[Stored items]
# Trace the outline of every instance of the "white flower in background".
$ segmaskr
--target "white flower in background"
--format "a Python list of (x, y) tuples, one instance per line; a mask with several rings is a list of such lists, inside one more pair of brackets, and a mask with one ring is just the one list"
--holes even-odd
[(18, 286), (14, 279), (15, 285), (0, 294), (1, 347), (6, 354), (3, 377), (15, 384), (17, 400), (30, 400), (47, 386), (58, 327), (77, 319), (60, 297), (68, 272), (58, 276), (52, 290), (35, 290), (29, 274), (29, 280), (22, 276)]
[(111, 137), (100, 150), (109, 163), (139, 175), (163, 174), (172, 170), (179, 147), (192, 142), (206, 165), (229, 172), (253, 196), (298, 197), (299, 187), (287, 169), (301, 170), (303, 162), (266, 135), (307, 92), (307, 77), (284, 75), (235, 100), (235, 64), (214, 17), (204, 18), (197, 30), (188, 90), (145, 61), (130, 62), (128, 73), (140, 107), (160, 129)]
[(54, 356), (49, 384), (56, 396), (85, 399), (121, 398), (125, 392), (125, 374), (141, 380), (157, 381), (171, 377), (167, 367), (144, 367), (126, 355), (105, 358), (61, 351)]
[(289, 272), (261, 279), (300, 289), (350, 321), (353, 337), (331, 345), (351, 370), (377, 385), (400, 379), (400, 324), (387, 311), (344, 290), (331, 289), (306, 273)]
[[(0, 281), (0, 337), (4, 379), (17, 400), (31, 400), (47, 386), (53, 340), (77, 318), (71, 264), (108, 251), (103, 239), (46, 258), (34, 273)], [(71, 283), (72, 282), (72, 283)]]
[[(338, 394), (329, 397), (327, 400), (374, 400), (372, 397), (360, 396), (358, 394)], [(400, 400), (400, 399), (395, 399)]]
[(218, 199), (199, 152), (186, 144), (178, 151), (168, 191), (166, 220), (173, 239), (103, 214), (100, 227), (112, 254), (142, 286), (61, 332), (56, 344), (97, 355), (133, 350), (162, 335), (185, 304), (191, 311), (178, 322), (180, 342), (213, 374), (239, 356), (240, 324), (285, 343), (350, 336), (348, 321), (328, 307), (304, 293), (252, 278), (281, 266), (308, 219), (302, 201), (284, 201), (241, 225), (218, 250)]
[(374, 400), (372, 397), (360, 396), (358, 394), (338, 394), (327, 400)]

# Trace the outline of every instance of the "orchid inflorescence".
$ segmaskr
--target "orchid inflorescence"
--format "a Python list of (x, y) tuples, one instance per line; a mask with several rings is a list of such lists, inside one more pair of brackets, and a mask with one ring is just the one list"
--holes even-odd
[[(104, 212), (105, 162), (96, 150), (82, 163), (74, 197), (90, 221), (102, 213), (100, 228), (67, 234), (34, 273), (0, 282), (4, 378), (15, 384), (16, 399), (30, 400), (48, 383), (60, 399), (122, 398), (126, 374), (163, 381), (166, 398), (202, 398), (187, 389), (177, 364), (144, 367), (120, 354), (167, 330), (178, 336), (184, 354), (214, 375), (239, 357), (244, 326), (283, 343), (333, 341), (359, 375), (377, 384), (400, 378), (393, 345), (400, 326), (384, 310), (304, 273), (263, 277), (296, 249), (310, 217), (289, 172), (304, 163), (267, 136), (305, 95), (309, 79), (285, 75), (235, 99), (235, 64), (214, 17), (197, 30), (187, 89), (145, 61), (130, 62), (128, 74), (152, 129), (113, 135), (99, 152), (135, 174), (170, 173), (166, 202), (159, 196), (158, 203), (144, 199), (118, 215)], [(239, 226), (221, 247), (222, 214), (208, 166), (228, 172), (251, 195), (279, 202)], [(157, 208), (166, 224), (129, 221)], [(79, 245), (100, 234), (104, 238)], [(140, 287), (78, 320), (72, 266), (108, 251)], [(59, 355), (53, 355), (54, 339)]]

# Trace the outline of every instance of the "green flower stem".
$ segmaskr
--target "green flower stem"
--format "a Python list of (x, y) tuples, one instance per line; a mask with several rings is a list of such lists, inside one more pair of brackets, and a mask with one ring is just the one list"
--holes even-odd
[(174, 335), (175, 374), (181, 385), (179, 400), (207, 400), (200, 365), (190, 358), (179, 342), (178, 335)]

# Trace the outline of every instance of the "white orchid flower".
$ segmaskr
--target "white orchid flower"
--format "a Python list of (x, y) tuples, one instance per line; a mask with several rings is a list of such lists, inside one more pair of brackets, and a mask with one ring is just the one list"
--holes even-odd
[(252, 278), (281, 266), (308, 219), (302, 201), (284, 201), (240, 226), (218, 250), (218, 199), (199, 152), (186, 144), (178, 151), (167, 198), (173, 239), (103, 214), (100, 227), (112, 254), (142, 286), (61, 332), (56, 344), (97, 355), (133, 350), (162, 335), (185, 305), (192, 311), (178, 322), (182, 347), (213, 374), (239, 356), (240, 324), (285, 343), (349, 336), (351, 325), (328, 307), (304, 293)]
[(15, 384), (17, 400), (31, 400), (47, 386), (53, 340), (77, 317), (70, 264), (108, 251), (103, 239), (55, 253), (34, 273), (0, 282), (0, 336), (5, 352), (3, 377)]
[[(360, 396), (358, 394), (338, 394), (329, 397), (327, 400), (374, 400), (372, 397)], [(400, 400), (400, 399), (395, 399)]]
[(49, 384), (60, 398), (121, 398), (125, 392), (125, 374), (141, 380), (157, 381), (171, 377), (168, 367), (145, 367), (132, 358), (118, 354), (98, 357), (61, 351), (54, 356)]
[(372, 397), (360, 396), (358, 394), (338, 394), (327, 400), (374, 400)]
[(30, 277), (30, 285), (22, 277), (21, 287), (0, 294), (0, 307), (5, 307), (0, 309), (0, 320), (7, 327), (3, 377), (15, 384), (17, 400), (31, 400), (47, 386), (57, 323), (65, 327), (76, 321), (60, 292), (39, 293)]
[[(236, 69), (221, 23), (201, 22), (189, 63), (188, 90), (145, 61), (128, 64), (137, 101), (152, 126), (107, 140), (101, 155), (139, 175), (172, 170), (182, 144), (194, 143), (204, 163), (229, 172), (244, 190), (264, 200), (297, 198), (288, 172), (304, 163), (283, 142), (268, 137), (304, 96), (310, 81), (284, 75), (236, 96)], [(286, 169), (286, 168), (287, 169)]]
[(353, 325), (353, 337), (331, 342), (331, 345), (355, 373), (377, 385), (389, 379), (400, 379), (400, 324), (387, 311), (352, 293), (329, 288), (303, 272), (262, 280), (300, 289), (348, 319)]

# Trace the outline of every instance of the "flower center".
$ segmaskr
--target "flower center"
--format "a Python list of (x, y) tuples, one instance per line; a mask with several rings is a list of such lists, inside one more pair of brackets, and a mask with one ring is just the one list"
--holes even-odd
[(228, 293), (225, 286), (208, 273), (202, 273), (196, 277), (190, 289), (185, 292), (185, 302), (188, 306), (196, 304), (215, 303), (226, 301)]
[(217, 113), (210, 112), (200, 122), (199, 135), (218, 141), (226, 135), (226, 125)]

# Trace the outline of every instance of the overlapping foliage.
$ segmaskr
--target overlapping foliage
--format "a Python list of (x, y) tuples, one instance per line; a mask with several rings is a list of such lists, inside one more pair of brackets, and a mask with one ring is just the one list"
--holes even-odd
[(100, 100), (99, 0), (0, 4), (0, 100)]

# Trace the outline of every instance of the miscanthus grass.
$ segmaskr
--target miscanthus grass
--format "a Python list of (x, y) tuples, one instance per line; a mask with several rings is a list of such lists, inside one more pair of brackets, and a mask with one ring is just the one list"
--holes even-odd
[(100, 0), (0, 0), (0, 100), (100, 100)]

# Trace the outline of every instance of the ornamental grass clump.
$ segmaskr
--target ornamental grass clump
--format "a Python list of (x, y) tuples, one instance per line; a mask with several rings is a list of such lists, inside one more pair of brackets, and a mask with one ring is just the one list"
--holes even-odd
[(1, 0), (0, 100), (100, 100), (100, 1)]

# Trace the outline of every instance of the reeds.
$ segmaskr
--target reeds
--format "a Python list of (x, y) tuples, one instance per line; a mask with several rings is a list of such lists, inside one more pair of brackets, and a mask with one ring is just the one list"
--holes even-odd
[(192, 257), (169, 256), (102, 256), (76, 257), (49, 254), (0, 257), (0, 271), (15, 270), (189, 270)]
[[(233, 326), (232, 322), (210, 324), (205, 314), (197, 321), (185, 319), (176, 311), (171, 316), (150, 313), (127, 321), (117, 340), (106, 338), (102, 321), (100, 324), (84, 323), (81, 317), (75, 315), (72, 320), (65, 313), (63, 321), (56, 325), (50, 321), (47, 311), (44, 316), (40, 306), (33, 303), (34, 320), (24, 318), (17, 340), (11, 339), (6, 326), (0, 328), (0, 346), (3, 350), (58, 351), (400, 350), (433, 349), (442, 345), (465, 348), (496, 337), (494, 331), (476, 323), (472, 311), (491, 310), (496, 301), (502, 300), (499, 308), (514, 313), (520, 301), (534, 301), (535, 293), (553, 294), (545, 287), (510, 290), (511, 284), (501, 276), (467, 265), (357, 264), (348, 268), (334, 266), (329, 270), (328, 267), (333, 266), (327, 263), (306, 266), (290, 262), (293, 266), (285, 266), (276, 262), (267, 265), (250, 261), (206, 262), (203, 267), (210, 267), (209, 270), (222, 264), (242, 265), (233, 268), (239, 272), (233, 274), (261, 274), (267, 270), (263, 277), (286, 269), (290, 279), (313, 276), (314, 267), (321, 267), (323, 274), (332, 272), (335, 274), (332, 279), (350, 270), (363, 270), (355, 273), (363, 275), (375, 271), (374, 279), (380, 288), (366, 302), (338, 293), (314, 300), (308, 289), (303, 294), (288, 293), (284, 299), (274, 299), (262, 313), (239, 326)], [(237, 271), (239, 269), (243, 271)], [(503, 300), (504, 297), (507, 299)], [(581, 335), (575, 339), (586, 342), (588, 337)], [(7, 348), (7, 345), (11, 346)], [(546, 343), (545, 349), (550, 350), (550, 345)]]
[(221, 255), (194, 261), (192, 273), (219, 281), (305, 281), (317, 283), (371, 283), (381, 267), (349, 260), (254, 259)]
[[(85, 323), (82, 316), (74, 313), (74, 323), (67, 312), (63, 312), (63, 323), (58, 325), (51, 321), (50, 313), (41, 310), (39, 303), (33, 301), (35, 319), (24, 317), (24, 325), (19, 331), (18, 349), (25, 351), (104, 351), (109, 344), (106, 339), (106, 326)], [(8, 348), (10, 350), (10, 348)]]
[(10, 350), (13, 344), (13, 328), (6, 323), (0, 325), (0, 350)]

Work instructions.
Your answer must be a copy of every line in the data above that holds the string "grass".

Exercise answer.
# Trace the outline of every instance of the miscanthus grass.
--target miscanthus grass
# Trace the outline of every instance of the ornamental grass clump.
--target ornamental grass clump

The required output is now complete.